▶ **The task**
Every entry below is to be copied exactly, with nothing left out.

▶ **Available records**
%%

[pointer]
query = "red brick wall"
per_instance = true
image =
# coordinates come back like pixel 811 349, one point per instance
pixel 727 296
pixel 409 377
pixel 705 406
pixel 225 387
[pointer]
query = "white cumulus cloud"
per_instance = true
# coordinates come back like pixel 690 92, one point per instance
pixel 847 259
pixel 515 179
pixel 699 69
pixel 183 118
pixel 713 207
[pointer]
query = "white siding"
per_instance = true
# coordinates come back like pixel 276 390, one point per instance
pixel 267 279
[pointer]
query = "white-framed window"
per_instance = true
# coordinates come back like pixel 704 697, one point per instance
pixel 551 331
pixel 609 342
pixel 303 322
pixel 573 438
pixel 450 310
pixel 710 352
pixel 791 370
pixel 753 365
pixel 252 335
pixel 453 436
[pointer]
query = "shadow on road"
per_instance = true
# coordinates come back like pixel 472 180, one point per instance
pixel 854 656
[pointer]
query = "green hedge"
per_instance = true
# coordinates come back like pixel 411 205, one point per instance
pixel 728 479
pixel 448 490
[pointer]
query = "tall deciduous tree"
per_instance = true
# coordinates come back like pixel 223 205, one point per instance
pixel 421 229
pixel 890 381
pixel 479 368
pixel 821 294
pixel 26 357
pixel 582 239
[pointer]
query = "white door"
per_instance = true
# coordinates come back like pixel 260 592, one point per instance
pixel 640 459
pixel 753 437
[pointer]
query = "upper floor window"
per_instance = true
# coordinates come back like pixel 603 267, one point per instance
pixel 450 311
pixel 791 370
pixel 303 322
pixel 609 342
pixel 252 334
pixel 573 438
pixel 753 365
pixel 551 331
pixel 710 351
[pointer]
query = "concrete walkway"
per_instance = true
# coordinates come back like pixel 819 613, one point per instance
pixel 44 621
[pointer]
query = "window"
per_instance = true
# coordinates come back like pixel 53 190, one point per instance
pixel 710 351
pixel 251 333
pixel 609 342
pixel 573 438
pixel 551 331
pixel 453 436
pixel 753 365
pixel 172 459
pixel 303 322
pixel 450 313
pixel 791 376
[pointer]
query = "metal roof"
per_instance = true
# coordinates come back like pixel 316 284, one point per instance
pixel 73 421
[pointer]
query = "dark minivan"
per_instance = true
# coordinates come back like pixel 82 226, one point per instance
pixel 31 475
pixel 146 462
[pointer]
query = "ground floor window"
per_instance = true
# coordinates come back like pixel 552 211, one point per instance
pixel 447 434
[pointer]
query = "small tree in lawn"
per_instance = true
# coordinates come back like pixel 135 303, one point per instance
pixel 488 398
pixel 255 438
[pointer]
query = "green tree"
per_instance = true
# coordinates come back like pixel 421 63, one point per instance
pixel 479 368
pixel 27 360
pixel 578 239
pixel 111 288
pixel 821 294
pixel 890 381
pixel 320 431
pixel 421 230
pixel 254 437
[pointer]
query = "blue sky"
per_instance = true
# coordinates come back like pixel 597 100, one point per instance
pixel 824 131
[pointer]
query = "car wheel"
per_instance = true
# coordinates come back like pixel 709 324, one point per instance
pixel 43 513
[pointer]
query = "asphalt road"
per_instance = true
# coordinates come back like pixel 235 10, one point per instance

%%

▶ **Solution to the problem**
[pointer]
query = "red brick wall"
per_instance = true
image =
# coordinates come back like pixel 811 349, one point per instance
pixel 727 296
pixel 409 377
pixel 705 406
pixel 225 387
[pointer]
query = "white cumulus cloud"
per_instance = true
# coordinates come back like pixel 690 92, one point per instance
pixel 847 259
pixel 515 179
pixel 699 69
pixel 183 118
pixel 713 207
[pointer]
query = "white siding"
per_instance = true
# coordinates come back like pixel 276 390, one point per instance
pixel 267 279
[pointer]
query = "white-framed window"
per_instance = true
# coordinates come back like pixel 704 697, one point per instance
pixel 551 331
pixel 609 342
pixel 303 322
pixel 573 438
pixel 450 310
pixel 710 352
pixel 791 370
pixel 753 365
pixel 252 335
pixel 453 436
[pointer]
query = "shadow on road"
per_instance = true
# coordinates come back like pixel 472 180, one point per instance
pixel 854 656
[pointer]
query = "green hedge"
per_instance = true
# coordinates come back like pixel 411 205, one point per instance
pixel 728 479
pixel 448 490
[pointer]
query = "tall deciduous tree"
per_instance = true
# coordinates come back like pixel 223 205, one point per instance
pixel 421 229
pixel 890 381
pixel 479 368
pixel 821 294
pixel 26 357
pixel 582 239
[pointer]
query = "white door"
per_instance = true
# coordinates come back like pixel 260 592, one point per instance
pixel 640 459
pixel 753 437
[pointer]
query = "upper floor window"
per_instance = true
# coordinates come back like pixel 603 267, one point per instance
pixel 450 311
pixel 791 370
pixel 303 322
pixel 609 342
pixel 252 334
pixel 573 438
pixel 753 365
pixel 551 331
pixel 710 351
[pointer]
query = "concrete walkway"
per_instance = true
# coordinates come back like pixel 819 613, one point per instance
pixel 44 621
[pointer]
query = "window"
per_instance = true
# coordinates come back like pixel 53 190, one point per instance
pixel 710 351
pixel 251 333
pixel 609 342
pixel 573 438
pixel 551 331
pixel 453 436
pixel 753 365
pixel 172 459
pixel 303 322
pixel 450 313
pixel 791 376
[pointer]
query = "metal roof"
per_instance = true
# coordinates come back like pixel 316 284, one point per instance
pixel 73 421
[pointer]
query = "dark minivan"
per_instance = true
# coordinates come back like pixel 82 226, one point per instance
pixel 31 475
pixel 146 462
[pointer]
query = "ground floor window"
per_instance = true
# coordinates come back like pixel 552 211, one point per instance
pixel 447 434
[pointer]
query = "small tree in lawn"
per_instance = true
# coordinates come back like pixel 135 303, one point per instance
pixel 488 398
pixel 255 438
[pointer]
query = "green tree"
per_instance = true
# coordinates come back like pixel 421 63, one point per instance
pixel 479 368
pixel 27 360
pixel 578 239
pixel 111 288
pixel 821 294
pixel 890 381
pixel 320 431
pixel 421 230
pixel 254 437
[pointer]
query = "blue sky"
per_instance = true
# coordinates come back like pixel 597 100, one point per instance
pixel 824 131
[pointer]
query = "car wheel"
per_instance = true
# coordinates come back like pixel 709 324, one point per instance
pixel 43 513
[pointer]
query = "asphalt road"
per_instance = true
# coordinates come back like pixel 235 10, one point per instance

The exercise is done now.